##### Texte fourni #####

Depuis ma prime jeunesse, en tant qu’amateur, j’ai écrit et réalisé des courts-métrages. Il y a deux ans et demi, un ami, Mathias Pardo, m’a demandé d’écrire le scénario de son court-métrage, « Les grandes marées », produit par Benoit Danou. Le film était à Brest dans la section « Made in Breizh » l’année dernière.
Après cela, Benoit et moi avons voulu monter un projet ensemble. J’avais envie de réaliser et n’y étais pas revenu depuis longtemps parce que je m’étais ancré dans l’écriture. Ca a donc été le premier tour de manivelle pour « Sans les gants » dont l’idée a plu à Benoit. J’ai ensuite développé un scenario, dont Benoit a suivi l’avancée, pendant un an.
Ces jours-ci, « Sans les gants » a été présenté à Brest en compétition française. La projection s’est très bien passée : la salle était gigantesque, il y avait beaucoup de monde et le public était très réactif. C’est très appréciable pour un réalisateur quand un public rit au moment où il est censé le faire ou quand on ressent la tension sur la fin du film. Ce qui me plaît, c’est l’interaction entre ce travail de deux ans et demi et les spectateurs assis dans leurs fauteuil et qui regardent ton film.
Quand ton film est projeté, tu restes donc dans la salle ?
Martin Razy : Oui, toujours. Il y a une petite pointe de stress juste avant que le film commence, même sur la première image, puis, le stress se transforme très vite en excitation. Je suis très fier du résultat, je n’ai pas de honte à montrer mon film, au contraire, je veux qu’il soit vu. C’est le but d’un film, que les gens le voient, qu’ils viennent te parler, te dire ce qu’ils ont aimé et moins aimé. C’est agréable d’avoir ces retours de spectateurs.
Benoit Danou : Depuis le début de la carrière de ce film, on a eu des retours positifs, il a déjà été montré dans d’autres festivals et on espère que ça va continuer. Le retour négatif, ce serait l’absence de retour.
Martin Razy : Certaines personnes m’ont dit qu’elles avaient moins aimé telle ou telle chose. C’est très bien parce que c’est comme ça qu’on apprend et j’ai encore tout à apprendre dans ce métier. Quand la critique négative est constructive, c’est parfait, je l’accepte. Elle me fait avancer et me booste pour les prochains sujets, me permet d’avoir une meilleure compréhension du public et de ce que j’ai envie de dire.
Le film s’intéresse au parcours d’un jeune boxeur confronté à des choix. Qu’est-ce qui t’a donné envie de parler de ce passage de l’enfance à l’adolescence ?
Martin Razy : C’est même un passage de l’enfance à l’âge adulte ou en tout cas à une forme de maturité. Je n’ai pas la source. J’ai réfléchi à cette question très longtemps. Ca me taraude depuis pas mal de films parce que les courts-métrages que j’ai écrits et mes deux longs-métrages traitent en filigrane de cette façon de vieillir d’un coup. C’est un sujet qui me touche beaucoup, la façon dont on devient un homme au sens large du terme, dont on grandit, dont on passe de l’enfance à certaines responsabilités.

##### Matériel fourni #####

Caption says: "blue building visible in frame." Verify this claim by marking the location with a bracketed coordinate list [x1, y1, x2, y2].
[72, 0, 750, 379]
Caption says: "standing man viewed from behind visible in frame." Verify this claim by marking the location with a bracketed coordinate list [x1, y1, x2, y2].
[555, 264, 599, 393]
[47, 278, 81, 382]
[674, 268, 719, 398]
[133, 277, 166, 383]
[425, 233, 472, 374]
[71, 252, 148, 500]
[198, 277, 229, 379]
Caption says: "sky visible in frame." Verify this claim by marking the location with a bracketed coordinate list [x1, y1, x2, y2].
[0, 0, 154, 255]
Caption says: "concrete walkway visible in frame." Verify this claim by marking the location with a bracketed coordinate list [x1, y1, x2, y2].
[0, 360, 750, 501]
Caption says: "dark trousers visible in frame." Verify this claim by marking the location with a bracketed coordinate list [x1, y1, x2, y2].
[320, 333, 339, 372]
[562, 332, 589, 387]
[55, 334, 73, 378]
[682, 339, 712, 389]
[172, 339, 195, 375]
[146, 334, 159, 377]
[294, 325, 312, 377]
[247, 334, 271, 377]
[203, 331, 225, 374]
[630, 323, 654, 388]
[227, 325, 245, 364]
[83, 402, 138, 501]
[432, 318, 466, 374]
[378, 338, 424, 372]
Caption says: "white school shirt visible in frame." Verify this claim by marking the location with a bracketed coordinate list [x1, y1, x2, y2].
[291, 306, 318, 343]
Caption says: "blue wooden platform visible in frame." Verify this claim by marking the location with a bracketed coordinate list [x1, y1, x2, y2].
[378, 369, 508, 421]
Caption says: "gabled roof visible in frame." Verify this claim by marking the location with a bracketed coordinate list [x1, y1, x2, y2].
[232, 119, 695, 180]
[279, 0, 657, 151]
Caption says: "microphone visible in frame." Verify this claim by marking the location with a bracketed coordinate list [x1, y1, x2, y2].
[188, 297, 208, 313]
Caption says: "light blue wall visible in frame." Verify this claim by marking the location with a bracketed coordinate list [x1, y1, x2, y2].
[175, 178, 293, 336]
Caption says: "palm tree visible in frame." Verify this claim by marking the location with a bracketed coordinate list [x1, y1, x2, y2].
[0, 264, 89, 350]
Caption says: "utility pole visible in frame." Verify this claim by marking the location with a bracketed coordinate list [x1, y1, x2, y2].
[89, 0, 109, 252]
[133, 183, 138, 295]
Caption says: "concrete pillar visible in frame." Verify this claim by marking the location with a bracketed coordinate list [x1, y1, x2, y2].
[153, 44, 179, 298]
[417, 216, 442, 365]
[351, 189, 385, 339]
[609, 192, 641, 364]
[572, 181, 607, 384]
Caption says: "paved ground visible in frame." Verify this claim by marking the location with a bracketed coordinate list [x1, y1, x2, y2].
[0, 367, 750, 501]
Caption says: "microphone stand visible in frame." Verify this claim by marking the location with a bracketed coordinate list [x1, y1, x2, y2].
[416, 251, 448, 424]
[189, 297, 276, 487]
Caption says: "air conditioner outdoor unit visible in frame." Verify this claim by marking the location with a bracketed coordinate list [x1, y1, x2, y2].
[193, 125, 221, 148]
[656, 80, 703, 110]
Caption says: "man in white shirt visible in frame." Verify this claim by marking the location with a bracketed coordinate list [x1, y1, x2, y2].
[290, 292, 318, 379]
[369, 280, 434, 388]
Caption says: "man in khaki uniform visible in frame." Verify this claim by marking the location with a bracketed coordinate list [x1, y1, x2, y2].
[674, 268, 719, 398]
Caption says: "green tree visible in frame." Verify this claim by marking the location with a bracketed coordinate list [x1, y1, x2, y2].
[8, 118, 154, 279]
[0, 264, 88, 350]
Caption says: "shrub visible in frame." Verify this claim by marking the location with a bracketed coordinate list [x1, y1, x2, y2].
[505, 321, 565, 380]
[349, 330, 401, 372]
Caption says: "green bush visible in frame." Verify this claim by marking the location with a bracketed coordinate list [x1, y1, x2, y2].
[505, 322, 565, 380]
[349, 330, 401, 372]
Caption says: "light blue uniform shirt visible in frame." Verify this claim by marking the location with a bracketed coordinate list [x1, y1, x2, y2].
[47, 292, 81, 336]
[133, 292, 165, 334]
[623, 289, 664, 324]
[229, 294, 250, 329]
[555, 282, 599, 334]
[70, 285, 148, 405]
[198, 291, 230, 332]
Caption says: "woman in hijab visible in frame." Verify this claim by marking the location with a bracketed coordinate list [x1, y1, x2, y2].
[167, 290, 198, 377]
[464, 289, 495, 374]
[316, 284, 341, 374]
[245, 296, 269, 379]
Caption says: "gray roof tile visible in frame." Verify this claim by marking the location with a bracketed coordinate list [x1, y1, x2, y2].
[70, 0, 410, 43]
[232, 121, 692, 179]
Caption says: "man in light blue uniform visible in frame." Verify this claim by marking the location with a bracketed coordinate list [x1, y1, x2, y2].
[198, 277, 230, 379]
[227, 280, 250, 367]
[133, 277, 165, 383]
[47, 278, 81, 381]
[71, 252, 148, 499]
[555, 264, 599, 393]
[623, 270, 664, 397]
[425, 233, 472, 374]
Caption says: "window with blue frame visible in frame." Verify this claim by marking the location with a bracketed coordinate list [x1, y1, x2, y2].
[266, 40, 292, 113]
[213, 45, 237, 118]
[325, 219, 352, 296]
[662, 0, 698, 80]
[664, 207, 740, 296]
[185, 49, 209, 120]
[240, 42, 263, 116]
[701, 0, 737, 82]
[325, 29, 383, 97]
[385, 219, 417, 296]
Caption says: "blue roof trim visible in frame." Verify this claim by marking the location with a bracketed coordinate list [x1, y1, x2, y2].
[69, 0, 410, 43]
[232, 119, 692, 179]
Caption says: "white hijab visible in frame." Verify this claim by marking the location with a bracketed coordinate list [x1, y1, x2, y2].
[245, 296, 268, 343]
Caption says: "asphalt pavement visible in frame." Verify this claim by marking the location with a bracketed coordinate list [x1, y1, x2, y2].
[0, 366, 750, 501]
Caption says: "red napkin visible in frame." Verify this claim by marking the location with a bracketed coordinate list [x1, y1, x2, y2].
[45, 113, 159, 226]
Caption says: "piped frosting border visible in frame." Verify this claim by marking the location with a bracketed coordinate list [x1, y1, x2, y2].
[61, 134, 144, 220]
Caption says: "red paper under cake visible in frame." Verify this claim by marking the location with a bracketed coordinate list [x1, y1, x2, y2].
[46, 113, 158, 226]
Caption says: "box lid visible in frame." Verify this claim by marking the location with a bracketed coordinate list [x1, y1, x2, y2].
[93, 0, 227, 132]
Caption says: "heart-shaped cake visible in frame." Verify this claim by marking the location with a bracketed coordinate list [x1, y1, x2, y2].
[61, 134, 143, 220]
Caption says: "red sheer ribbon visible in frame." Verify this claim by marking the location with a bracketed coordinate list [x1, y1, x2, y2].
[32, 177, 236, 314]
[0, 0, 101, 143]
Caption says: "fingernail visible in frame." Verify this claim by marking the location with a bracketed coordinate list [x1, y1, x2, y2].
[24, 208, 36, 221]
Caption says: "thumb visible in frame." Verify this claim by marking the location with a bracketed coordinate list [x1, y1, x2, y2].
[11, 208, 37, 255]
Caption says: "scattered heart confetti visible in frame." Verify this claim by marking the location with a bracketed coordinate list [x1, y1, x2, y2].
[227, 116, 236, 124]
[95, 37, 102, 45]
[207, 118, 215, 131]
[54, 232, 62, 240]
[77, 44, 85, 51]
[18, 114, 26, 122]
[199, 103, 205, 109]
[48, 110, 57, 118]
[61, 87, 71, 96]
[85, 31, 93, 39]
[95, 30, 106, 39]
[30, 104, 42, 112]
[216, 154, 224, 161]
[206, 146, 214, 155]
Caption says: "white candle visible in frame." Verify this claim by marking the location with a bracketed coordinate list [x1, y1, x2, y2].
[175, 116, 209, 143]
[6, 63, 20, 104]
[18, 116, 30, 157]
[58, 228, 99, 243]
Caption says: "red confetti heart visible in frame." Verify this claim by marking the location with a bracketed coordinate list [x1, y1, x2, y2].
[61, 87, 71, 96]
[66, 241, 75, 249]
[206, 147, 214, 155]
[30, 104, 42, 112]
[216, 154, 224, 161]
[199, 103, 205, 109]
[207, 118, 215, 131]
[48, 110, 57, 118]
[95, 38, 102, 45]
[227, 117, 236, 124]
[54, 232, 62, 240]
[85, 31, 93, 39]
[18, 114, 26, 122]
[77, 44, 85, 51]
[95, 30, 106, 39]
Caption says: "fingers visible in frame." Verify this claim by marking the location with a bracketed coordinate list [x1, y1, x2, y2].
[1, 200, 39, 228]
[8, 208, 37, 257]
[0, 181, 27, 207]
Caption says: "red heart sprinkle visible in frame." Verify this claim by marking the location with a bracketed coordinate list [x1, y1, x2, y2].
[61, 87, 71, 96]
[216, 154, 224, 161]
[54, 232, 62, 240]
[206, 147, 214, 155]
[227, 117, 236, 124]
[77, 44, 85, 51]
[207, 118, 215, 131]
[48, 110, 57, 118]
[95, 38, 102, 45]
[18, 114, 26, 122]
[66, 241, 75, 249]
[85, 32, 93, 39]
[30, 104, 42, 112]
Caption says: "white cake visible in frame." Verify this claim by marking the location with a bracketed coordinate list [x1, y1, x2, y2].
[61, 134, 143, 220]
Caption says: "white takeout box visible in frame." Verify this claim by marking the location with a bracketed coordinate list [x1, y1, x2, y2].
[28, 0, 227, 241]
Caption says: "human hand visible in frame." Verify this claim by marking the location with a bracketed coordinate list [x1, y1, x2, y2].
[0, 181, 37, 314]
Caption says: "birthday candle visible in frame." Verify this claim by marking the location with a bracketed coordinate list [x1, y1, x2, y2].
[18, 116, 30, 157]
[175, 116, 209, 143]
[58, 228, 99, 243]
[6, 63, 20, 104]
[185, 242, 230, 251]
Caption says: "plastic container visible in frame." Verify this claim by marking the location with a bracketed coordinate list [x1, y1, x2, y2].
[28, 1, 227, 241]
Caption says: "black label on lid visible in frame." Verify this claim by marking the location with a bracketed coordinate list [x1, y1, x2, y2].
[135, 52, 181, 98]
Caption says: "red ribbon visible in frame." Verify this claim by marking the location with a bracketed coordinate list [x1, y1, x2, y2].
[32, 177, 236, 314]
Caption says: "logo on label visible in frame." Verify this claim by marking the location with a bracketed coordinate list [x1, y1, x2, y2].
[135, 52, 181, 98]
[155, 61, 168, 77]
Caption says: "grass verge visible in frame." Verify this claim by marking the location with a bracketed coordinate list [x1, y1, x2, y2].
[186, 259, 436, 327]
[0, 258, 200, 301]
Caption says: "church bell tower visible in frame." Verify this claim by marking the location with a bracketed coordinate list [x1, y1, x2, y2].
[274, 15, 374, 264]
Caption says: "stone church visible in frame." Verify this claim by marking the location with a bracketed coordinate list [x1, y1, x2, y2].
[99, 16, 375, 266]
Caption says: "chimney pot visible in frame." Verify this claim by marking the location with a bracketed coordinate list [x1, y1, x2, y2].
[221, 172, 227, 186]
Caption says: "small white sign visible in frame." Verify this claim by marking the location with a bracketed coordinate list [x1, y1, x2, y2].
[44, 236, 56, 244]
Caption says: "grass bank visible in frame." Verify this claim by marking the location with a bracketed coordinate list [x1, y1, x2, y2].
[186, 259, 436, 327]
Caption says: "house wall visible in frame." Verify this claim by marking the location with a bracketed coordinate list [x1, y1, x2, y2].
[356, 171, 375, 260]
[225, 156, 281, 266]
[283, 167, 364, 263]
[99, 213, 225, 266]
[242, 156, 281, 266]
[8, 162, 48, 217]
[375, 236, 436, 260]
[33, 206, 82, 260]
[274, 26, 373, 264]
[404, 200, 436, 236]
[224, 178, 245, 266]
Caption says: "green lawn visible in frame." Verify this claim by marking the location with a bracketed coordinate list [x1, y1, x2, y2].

#####

- _Défi_
Selon l'entretien sur le court-métrage « Sans les gants », qui a produit « Les grandes marées » ? Vous n'avez pas besoin des lignes.

- _Réponse à l'exercice_
Benoit Danou.